Приведённый отрывок |
***

Книгу завершает послесловие профессора Рурского университета (Германия) Б. Бонвеча, в котором он «разъясняет» читателю позицию Невежина. Оказывается, акцент на «наступление» не делает вынужденным «нападение». Автор книги, по словам Бонвеча, «подчас склонен к некоторой драматизации, но в целом его положительно характеризует то, что он на основе явных изменений в советской военной пропаганде после выступлений Сталина 5 мая 1941 г. не делает вывода, будто Советский Союз определенно намеревался напасть на Германию...»[84]. Бонвеч, несмотря на исследование Невежина и других авторов, по-прежнему убежден в том, что «Сталин скрупулезно, и не только исходя из соображений обороны, учитывал государственные интересы, принимая в расчет и возможность войны с Германией. К какому времени он относил начало войны, установить невозможно, но многие данные указывают на 1942 год»[85].
Об определенной «сдаче позиций» свидетельствует также раздел, написанный М.И. Мельтюховым, в книге «Советское общество: возникновение, развитие, исторический финал. Т.1. От вооруженного восстания в Петрограде до второй сверхдержавы мира» (М.: РГГУ, 1997). Раздел имеет красноречивое название — «Крики об обороне — это вуаль», которое представляет собой фразу Сталина, сказанную им 1 октября 1938 г. на совещании пропагандистов Москвы и Ленинграда, тогда же записанную секретарем ЦК А.А. Ждановым в своем блокноте. Характерно, что Жданов выделил эту фразу как ключевую, раскрывающую подлинные представления Сталина о внешнеполитической миссии Советского государства[86]. Но, с другой стороны, анализируя статьи авторов, которые собраны в книге «Другая война: 1939—1945» и фактически представляют собой дискуссию на тему «Готовил ли Сталин наступательную войну?», Мельтюхов неправомерно свел её к следующему заключению: «...авторы оспаривают не столько вероятность (или необходимость) упреждающего наступления СССР, сколько возможность его осуществления именно в 1941 г. (выделено мною. — И.П.). Во всяком случае, сопоставление упомянутых статей, опубликованных в одной книге и отражающих на первый взгляд противоположные точки зрения, полезно. Это помогает лучше понять причины и характер катастрофы, которая произошла в 1941 г. и которая в конечном счете была органически связана с природой сталинского режима»[87].

***

Условие задачи 1 |
Пожалуйста, приведите в виде нумерованного списка строки записей ниже, от строки с «[spot] the calm» до конца записей включительно, без пустых строк.

***

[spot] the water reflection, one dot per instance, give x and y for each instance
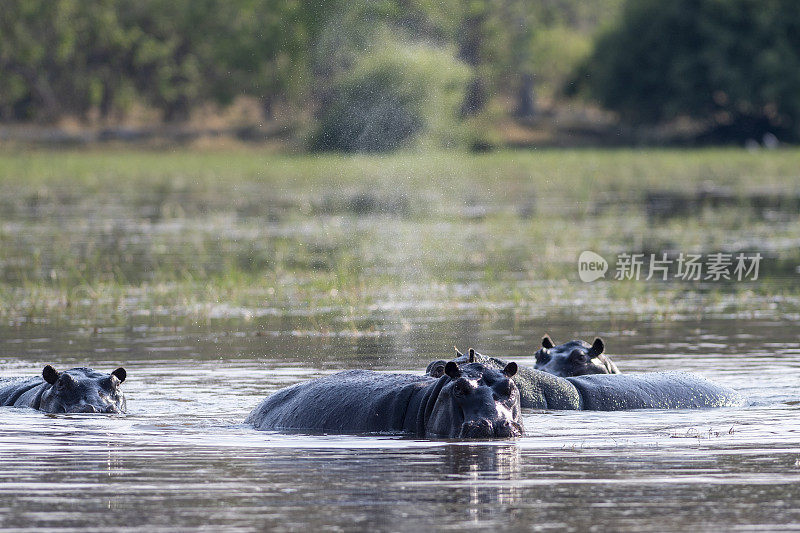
(183, 459)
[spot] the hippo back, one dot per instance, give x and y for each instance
(355, 401)
(656, 390)
(540, 390)
(21, 391)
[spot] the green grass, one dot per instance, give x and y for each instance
(105, 235)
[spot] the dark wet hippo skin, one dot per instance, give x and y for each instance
(467, 401)
(77, 390)
(574, 358)
(608, 392)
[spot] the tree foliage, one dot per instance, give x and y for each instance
(734, 64)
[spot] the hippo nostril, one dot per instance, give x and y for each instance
(86, 408)
(479, 429)
(506, 429)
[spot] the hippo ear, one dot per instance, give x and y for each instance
(597, 347)
(547, 342)
(510, 369)
(452, 370)
(120, 374)
(50, 374)
(436, 369)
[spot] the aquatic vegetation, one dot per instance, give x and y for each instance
(108, 235)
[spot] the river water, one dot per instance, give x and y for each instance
(182, 460)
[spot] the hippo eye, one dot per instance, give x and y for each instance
(461, 387)
(579, 356)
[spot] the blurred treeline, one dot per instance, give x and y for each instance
(380, 74)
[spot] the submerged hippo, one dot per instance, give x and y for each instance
(574, 358)
(466, 401)
(607, 392)
(77, 390)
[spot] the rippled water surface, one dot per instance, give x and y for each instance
(182, 459)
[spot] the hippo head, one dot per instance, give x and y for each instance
(436, 368)
(475, 401)
(82, 390)
(574, 358)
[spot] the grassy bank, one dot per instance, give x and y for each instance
(109, 235)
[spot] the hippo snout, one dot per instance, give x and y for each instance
(485, 429)
(89, 408)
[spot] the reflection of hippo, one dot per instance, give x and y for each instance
(609, 392)
(78, 390)
(470, 401)
(574, 358)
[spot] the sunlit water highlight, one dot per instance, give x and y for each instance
(182, 459)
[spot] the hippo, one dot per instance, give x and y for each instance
(574, 358)
(606, 392)
(469, 401)
(77, 390)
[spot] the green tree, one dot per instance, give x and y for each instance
(733, 64)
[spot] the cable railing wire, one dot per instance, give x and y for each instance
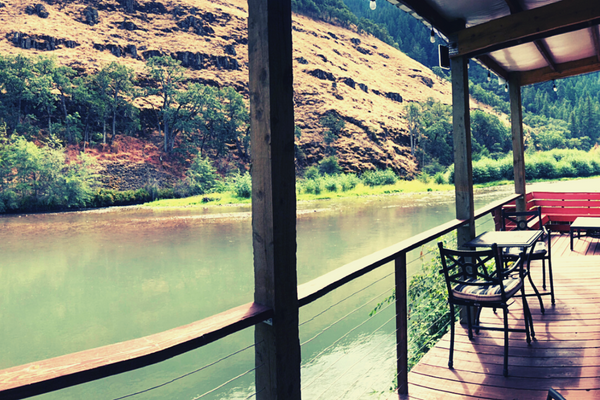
(254, 394)
(345, 316)
(333, 344)
(383, 356)
(227, 382)
(188, 373)
(353, 365)
(380, 376)
(346, 298)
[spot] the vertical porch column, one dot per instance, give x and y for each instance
(516, 122)
(401, 324)
(277, 352)
(463, 168)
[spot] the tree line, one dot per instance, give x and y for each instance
(40, 97)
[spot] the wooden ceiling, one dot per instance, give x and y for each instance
(537, 40)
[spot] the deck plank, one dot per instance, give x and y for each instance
(564, 356)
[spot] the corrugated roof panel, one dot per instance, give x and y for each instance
(473, 12)
(571, 46)
(520, 58)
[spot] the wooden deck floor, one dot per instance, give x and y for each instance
(565, 355)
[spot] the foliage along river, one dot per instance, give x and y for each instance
(74, 281)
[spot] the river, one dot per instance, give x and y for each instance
(74, 281)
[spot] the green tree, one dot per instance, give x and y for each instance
(168, 74)
(120, 84)
(62, 81)
(412, 117)
(201, 176)
(16, 73)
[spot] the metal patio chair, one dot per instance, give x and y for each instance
(530, 220)
(477, 279)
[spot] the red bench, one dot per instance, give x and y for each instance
(559, 209)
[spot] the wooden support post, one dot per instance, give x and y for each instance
(463, 168)
(516, 119)
(277, 354)
(401, 324)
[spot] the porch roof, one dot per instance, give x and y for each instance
(540, 40)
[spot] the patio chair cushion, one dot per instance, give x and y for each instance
(470, 291)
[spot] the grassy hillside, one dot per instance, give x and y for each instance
(338, 74)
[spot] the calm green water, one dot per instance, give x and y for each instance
(70, 282)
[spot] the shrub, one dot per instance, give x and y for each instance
(312, 172)
(348, 181)
(313, 186)
(565, 169)
(427, 307)
(424, 177)
(331, 183)
(329, 166)
(379, 177)
(480, 173)
(582, 167)
(201, 176)
(243, 186)
(439, 178)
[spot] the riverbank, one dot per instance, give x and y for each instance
(360, 190)
(591, 184)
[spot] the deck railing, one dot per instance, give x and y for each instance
(73, 369)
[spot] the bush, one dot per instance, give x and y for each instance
(311, 173)
(379, 177)
(242, 186)
(201, 176)
(427, 307)
(331, 183)
(313, 186)
(348, 181)
(565, 169)
(329, 166)
(439, 178)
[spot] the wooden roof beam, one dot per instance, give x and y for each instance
(491, 64)
(596, 39)
(564, 70)
(515, 7)
(429, 14)
(527, 26)
(543, 49)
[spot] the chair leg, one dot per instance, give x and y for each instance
(476, 319)
(505, 372)
(551, 281)
(528, 317)
(450, 359)
(469, 322)
(537, 293)
(543, 274)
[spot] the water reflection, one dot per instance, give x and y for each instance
(75, 281)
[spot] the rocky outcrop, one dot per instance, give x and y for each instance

***

Условие задачи 2 |
На какой год, по мнению Бонвеча в отрывке выше, указывают многие данные как на предполагаемое Сталиным начало войны?

Решение 1 |
1. [spot] the calm green water, one dot per instance, give x and y for each instance
2. (70, 282)
3. [spot] the shrub, one dot per instance, give x and y for each instance
4. (312, 172)
5. (348, 181)
6. (313, 186)
7. (565, 169)
8. (427, 307)
9. (424, 177)
10. (331, 183)
11. (329, 166)
12. (379, 177)
13. (480, 173)
14. (582, 167)
15. (201, 176)
16. (243, 186)
17. (439, 178)
18. [spot] the riverbank, one dot per instance, give x and y for each instance
19. (360, 190)
20. (591, 184)
21. [spot] the deck railing, one dot per instance, give x and y for each instance
22. (73, 369)
23. [spot] the bush, one dot per instance, give x and y for each instance
24. (311, 173)
25. (379, 177)
26. (242, 186)
27. (201, 176)
28. (427, 307)
29. (331, 183)
30. (313, 186)
31. (348, 181)
32. (565, 169)
33. (329, 166)
34. (439, 178)
35. [spot] the wooden roof beam, one dot per instance, give x and y for each instance
36. (491, 64)
37. (596, 39)
38. (564, 70)
39. (515, 7)
40. (429, 14)
41. (527, 26)
42. (543, 49)
43. [spot] the chair leg, one dot per instance, give x and y for each instance
44. (476, 319)
45. (505, 372)
46. (551, 281)
47. (528, 317)
48. (450, 359)
49. (469, 322)
50. (537, 293)
51. (543, 274)
52. [spot] the water reflection, one dot per instance, give x and y for each instance
53. (75, 281)
54. [spot] the rocky outcrop, one dot per instance, give x and y for each instance

Решение 2 |
На 1942 год.